=== EXTRACTED TEXT ===

Consumer Energy Alliance’s latest report has calculated a $25,600 price tag per New York City household if the city continues to follow short sighted goals of banning natural gas use in buildings. The cost to residents will be felt each winter and poses significant challenges to businesses recovering from the COVID pandemic in the short term.
The State of Affairs
New York City has put in successive policies that have cut residents off from affordable natural gas in favor of higher priced electricity. In 2019, Local Law 97 was signed into law, which will force a rapid shift away from natural gas to electricity in large commercial and residential buildings by 2050, and was disastrously complimented by Mayor de Blasio’s February announcement that natural gas connections will be banned from new buildings starting in 2030.
CEA’s report finds that the average New York City resident could pay more than $25,000 for these policies thanks to higher energy costs, replacement of natural gas appliances, remodeling, construction, wiring, and labor costs.
The Mayor’s office says it plans to ensure that the policy doesn’t negatively impact renters and low-income owners, but they have yet to explain how they will accomplish this. As first movers leave the gas distribution system, lower-income individuals who rely on cost efficient natural gas will have to pay an increasing share for an aging gas system. New York City’s sustainability office director, Mark Chambers, admits that the city faces significant challenges between the cold climate and old infrastructure:
“As we start to electrify, we start to get same if not larger winter peaks than we would see in the summertime. That reduces the ability for the kind of maintenance and operational upkeep that would typically happen in a lot of the grid-related systems. It changes the entire paradigm of what is possible, given systems that if you have a city like ours are extremely antiquated as they are.”
A Difference of Degree
New York State has the ninth highest electricity prices in the United States with more than a third of electricity being generated by natural gas power plants. The 2021 Federal Register of Average Unit Costs of Electricity projects that electricity will cost four times as much as natural gas this year. The price difference is acutely felt in winter, where all-electric homes will pay 111 percent more for space heating than natural gas customers.
Increased access to natural gas has saved New York families, seniors and businesses over $48 billion in the past decade. Introducing higher prices on businesses struggling to recover from the pandemic will only add insult to injury. According to a survey by the New York City Hospitality, the city’s restaurants are in dire straits:
“A survey by the New York City Hospitality Alliance found that 92 percent of the businesses that responded could not pay full rent in December. Equally troubling is that these numbers have increased since the height of the pandemic last summer. These small businesses are the lifeblood of vibrant neighborhoods across the city and rely heavily on natural gas to cook food and operate.”
By removing the low-cost option, the city is putting more demand on their electrical system and shifting natural gas use upstream at the cost of residents.
Natural gas has given New York City the firm power capacity to keep the lights on in the city that never sleeps and energy costs low for its residents. Banning it will directly harm consumers who rely on affordable energy for home heating and cooking, and damage a robust service economy that serves millions every day.

=== EXERCISE DIRECTIONS ===
List the costs that, according to the article on New York City's natural gas ban, add up to the more than $25,000 an average resident could pay. The material below comes from a different source than the article.

=== EXERCISE DATA ===

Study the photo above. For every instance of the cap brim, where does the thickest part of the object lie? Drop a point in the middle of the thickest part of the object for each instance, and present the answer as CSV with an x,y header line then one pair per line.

=== RESULT ===
- Higher energy costs
- Replacement of natural gas appliances
- Remodeling
- Construction
- Wiring
- Labor costs